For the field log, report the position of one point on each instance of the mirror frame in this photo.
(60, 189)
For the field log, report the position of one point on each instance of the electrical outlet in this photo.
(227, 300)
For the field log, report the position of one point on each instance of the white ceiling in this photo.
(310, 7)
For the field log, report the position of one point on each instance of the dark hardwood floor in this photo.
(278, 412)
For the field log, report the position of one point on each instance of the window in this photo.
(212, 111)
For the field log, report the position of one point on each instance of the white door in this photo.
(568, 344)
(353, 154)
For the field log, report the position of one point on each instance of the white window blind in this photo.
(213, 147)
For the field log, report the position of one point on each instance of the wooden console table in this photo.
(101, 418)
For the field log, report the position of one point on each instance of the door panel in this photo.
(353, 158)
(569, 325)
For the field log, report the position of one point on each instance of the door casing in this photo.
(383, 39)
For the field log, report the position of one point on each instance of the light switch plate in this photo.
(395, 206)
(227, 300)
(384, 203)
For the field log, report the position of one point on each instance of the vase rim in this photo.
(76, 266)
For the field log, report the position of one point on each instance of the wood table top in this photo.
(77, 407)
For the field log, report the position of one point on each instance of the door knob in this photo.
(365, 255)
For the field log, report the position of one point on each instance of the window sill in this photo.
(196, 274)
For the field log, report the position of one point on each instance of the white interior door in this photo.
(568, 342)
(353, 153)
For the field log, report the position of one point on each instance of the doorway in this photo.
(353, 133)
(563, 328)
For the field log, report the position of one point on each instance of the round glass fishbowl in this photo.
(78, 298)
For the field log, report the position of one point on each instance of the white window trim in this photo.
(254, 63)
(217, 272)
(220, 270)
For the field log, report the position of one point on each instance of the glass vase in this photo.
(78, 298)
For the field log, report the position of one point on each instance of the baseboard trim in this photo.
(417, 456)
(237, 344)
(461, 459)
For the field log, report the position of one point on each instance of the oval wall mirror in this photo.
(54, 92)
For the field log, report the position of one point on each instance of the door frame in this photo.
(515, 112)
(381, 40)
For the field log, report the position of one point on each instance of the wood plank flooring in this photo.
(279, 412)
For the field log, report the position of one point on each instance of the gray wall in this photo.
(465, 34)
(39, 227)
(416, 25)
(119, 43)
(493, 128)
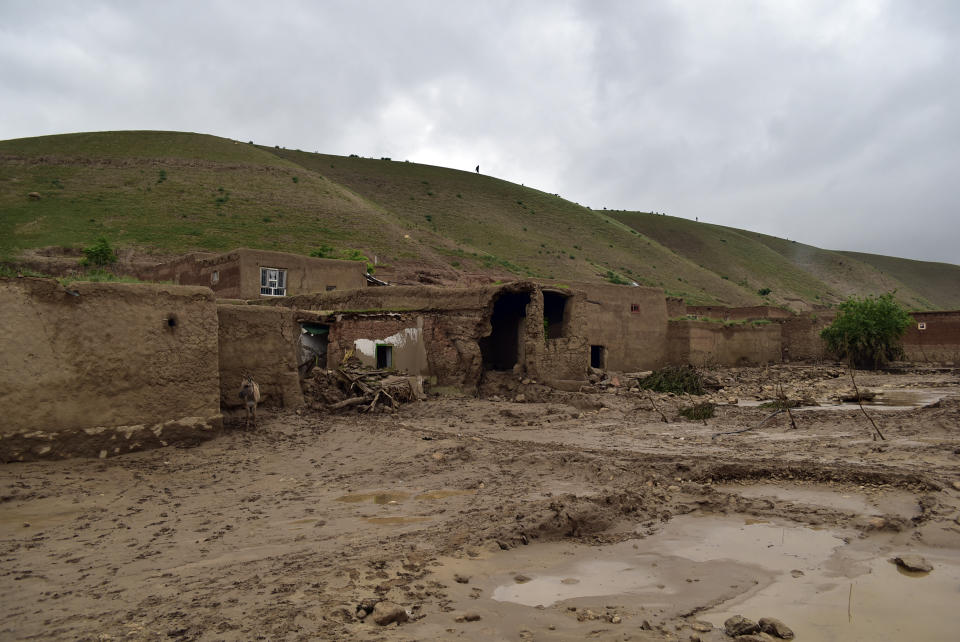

__Exercise objective__. Restate the data above word for word. Skip every picture.

__Problem solution__.
For the field log, report the position of one point on each instance of the mirror frame in this photo.
(60, 189)
For the field log, report the position of one point on each instance of the electrical outlet in this photo.
(227, 300)
For the field log, report the position of one point on each instance of the white ceiling in this photo.
(310, 7)
For the field log, report the position of one point on each instance of the dark hardwood floor in this photo.
(278, 412)
For the field log, report the position of one point on each instance of the window in this photo.
(212, 111)
For the field log, report the position of one point on each instance of the white door in this photo.
(568, 344)
(353, 154)
For the field log, report the position of one point on each instance of the white window blind in this photo.
(213, 147)
For the field log, report the position of one point on each instance of the wooden console table in this photo.
(101, 418)
For the field log, report the position of one point on each instance of the door panel in this photo.
(353, 158)
(569, 325)
For the field log, report the position of one point on each instance of the door casing in this photo.
(383, 39)
For the field log, report the position of one point on each instance of the light switch plate in this photo.
(395, 206)
(227, 300)
(384, 203)
For the field log, report the position of one point on each instance of the vase rim in this photo.
(76, 266)
For the field log, report the position of one point on each instance of the wood table top in this photo.
(77, 407)
For the field log, report the position of one point on each instance of the door knob in this photo.
(365, 255)
For the field log, report the position of one point on each instance of the window sill in this photo.
(196, 274)
For the field log, report the position of one point on each instance of the white interior door in this photo.
(568, 342)
(353, 153)
For the field log, report the position of one point on each instance of the doorway in this photo.
(353, 133)
(563, 328)
For the field log, report the position of one point on each instance of the round glass fishbowl in this photo.
(78, 298)
For the field log, report the position of one point on each instance of the white window trim in this photo.
(254, 63)
(217, 272)
(220, 270)
For the field log, report the position of one point on each instance of the glass vase in this photo.
(78, 298)
For the field log, report the position of one point on each instance of the baseboard trim in this photo.
(417, 456)
(237, 344)
(461, 459)
For the field log, report the position of one point on each instance of the oval wall mirror in this photo.
(54, 92)
For the field log, report the position of one point on each instance of the door frame in this photo.
(515, 112)
(381, 40)
For the field log, report the position of one point on each instance of the wood plank flooring in this photo.
(279, 412)
For the field log, report the position of one point on each instance of the gray wall in this photo.
(465, 34)
(39, 227)
(416, 25)
(119, 43)
(493, 128)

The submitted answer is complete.